▶ **Directions**
Only the lines below between the ones containing "Could you identify the low" and "Could you identify the fish", inclusive, are to be reproduced, each exactly as it stands.

-- Dataset records follows --

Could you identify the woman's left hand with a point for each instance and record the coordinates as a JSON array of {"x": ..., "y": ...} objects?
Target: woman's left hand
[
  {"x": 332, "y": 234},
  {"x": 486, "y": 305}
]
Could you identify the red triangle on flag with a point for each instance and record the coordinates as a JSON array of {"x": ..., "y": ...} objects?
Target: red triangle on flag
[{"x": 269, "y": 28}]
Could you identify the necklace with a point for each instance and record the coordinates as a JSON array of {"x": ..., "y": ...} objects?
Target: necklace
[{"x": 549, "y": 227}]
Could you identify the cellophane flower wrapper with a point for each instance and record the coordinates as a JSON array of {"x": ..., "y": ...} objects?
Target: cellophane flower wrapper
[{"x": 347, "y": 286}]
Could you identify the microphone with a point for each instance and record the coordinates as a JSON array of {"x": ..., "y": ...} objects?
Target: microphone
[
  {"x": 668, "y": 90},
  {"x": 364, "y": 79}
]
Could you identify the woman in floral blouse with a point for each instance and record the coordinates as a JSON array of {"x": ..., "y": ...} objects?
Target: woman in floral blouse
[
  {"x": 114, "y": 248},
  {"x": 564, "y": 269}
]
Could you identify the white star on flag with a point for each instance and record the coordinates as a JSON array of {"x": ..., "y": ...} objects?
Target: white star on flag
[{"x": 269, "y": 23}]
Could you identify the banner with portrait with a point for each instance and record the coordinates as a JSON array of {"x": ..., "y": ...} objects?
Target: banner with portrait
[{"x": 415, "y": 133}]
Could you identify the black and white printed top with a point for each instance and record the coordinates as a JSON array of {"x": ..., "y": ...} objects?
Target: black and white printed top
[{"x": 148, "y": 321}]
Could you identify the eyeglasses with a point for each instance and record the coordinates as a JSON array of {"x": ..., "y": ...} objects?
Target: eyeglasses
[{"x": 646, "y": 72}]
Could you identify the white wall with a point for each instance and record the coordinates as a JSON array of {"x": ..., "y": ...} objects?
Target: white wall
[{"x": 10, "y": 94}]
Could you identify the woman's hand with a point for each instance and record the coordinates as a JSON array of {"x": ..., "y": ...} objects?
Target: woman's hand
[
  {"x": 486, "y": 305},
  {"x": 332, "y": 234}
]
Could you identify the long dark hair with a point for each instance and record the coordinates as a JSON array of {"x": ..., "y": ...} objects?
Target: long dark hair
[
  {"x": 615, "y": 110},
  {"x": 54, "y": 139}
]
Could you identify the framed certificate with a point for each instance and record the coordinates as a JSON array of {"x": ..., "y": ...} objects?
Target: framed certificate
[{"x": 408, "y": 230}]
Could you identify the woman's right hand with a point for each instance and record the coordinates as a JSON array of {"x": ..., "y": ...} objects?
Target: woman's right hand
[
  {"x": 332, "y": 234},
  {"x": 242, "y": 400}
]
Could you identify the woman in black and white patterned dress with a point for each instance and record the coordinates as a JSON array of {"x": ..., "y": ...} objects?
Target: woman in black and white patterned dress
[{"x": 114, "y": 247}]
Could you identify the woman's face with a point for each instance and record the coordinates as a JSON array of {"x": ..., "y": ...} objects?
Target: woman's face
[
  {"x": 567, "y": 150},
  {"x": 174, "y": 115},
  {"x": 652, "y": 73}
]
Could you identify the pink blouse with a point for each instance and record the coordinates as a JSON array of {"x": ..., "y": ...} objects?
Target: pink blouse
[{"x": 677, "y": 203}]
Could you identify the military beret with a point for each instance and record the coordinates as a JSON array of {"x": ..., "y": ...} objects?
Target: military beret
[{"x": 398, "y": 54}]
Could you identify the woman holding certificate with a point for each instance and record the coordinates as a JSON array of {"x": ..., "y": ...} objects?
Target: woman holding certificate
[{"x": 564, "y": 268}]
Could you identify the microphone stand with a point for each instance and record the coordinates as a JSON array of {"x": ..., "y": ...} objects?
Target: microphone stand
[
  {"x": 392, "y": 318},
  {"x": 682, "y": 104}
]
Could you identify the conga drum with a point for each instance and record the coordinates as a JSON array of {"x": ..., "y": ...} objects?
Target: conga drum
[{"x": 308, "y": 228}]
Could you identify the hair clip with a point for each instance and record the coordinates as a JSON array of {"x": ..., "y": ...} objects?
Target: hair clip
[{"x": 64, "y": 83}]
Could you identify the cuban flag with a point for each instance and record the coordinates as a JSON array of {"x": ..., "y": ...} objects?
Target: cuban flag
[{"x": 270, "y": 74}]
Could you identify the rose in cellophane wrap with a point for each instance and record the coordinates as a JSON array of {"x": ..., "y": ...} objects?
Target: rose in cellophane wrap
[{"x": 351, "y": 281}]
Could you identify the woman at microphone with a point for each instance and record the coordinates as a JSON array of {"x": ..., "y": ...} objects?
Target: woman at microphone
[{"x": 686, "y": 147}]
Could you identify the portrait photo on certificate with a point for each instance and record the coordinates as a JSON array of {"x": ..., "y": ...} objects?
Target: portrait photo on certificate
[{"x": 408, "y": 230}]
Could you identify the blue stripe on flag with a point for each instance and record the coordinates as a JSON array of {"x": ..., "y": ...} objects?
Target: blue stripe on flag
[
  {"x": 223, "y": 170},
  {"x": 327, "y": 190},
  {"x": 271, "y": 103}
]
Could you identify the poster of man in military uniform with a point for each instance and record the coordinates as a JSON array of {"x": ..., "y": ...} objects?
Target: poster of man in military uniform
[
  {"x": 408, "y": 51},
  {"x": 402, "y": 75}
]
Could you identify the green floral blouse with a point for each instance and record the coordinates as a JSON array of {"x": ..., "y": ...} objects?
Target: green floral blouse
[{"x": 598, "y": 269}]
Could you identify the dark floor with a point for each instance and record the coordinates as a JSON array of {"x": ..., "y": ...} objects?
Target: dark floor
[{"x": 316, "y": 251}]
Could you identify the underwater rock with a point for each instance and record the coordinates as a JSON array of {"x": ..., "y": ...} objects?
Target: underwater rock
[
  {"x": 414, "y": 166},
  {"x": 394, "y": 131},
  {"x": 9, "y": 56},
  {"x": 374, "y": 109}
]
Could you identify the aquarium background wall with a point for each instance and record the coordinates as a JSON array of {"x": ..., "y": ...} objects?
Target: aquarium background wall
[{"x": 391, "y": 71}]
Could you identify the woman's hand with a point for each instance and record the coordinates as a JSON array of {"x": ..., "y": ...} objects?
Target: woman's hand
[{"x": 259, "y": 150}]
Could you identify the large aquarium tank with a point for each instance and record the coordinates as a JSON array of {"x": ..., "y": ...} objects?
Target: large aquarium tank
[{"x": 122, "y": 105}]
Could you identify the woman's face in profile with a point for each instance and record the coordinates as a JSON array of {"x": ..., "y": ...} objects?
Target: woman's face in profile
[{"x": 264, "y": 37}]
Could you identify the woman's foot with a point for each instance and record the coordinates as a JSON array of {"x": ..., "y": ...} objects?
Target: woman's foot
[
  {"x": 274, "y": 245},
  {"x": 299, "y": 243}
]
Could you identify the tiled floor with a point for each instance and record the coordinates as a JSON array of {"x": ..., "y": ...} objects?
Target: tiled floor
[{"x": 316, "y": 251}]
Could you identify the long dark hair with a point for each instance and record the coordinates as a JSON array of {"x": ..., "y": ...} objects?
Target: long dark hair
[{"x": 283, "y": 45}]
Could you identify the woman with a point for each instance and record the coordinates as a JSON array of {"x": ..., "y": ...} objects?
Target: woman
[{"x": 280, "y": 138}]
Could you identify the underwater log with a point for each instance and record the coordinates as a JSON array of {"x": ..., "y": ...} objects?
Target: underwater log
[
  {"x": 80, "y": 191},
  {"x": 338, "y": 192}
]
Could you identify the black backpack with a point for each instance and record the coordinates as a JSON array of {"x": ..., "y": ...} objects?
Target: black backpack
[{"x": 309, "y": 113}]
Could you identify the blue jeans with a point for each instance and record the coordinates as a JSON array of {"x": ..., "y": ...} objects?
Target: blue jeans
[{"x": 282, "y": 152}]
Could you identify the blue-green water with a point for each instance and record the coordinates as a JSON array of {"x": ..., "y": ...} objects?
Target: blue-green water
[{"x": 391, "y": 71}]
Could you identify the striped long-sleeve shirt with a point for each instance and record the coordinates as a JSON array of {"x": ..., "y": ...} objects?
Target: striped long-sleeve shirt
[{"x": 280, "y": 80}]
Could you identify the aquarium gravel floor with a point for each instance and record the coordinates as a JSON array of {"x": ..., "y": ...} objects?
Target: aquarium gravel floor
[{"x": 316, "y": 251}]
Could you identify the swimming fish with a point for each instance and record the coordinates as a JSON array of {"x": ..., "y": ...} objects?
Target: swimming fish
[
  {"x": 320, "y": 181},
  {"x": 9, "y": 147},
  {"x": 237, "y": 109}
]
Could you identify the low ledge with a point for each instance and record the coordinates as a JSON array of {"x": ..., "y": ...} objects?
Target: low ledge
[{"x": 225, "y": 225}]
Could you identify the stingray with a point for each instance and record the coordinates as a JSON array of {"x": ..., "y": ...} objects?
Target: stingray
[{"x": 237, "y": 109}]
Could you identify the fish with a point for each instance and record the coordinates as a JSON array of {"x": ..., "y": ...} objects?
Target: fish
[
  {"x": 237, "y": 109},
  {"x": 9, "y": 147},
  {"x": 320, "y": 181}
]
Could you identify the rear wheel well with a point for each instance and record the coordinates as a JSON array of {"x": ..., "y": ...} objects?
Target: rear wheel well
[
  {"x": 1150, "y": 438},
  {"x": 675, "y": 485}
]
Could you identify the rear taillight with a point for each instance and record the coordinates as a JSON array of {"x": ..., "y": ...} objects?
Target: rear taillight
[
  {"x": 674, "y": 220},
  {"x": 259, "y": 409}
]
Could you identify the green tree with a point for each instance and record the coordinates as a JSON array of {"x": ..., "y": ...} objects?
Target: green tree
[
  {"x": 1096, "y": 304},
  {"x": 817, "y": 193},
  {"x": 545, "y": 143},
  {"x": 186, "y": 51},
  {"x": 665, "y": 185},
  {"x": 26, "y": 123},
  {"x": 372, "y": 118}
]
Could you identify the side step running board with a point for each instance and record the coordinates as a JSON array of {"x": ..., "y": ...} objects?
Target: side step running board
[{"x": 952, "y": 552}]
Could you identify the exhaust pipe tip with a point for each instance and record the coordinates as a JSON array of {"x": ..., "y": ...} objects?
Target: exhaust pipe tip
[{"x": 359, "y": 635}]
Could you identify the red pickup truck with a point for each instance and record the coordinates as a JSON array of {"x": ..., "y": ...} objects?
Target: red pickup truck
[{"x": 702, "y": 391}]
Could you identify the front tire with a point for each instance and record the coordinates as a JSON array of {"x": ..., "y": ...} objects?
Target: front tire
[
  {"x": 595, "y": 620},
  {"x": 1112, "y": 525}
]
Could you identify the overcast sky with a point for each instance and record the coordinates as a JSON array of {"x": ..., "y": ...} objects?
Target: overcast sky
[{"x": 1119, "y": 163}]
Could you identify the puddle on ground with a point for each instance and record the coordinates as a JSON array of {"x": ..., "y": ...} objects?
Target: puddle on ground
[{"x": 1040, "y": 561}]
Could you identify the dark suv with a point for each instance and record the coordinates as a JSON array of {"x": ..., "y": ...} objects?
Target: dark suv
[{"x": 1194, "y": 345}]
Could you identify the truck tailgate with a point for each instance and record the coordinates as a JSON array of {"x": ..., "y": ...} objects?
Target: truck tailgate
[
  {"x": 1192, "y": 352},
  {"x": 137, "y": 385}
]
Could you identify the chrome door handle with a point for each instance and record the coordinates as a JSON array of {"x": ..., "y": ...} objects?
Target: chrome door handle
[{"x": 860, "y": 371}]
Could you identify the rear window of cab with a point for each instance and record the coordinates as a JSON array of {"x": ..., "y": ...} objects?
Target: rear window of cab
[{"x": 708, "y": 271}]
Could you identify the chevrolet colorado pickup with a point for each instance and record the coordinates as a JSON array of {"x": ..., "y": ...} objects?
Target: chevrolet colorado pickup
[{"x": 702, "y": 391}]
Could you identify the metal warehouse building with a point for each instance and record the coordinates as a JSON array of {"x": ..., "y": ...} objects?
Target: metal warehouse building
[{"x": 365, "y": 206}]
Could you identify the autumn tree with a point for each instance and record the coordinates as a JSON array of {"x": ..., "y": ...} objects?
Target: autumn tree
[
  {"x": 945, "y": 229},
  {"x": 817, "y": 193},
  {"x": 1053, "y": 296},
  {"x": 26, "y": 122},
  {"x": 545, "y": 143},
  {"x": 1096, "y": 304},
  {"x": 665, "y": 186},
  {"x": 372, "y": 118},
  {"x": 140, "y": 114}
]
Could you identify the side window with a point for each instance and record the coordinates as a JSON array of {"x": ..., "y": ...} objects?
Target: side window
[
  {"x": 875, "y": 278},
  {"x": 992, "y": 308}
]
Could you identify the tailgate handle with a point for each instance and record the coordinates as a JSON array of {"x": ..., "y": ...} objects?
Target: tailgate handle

-- Dataset records concluded --

▶ **Solution to the problem**
Could you identify the low ledge with a point for each instance and record the coordinates as a JSON array of {"x": ..., "y": ...} objects?
Target: low ledge
[{"x": 225, "y": 225}]
Could you identify the stingray with a point for each instance and record the coordinates as a JSON array of {"x": ..., "y": ...} objects?
Target: stingray
[{"x": 237, "y": 109}]
Could you identify the fish with a point for each instance and record the coordinates as a JSON array of {"x": ..., "y": ...} objects?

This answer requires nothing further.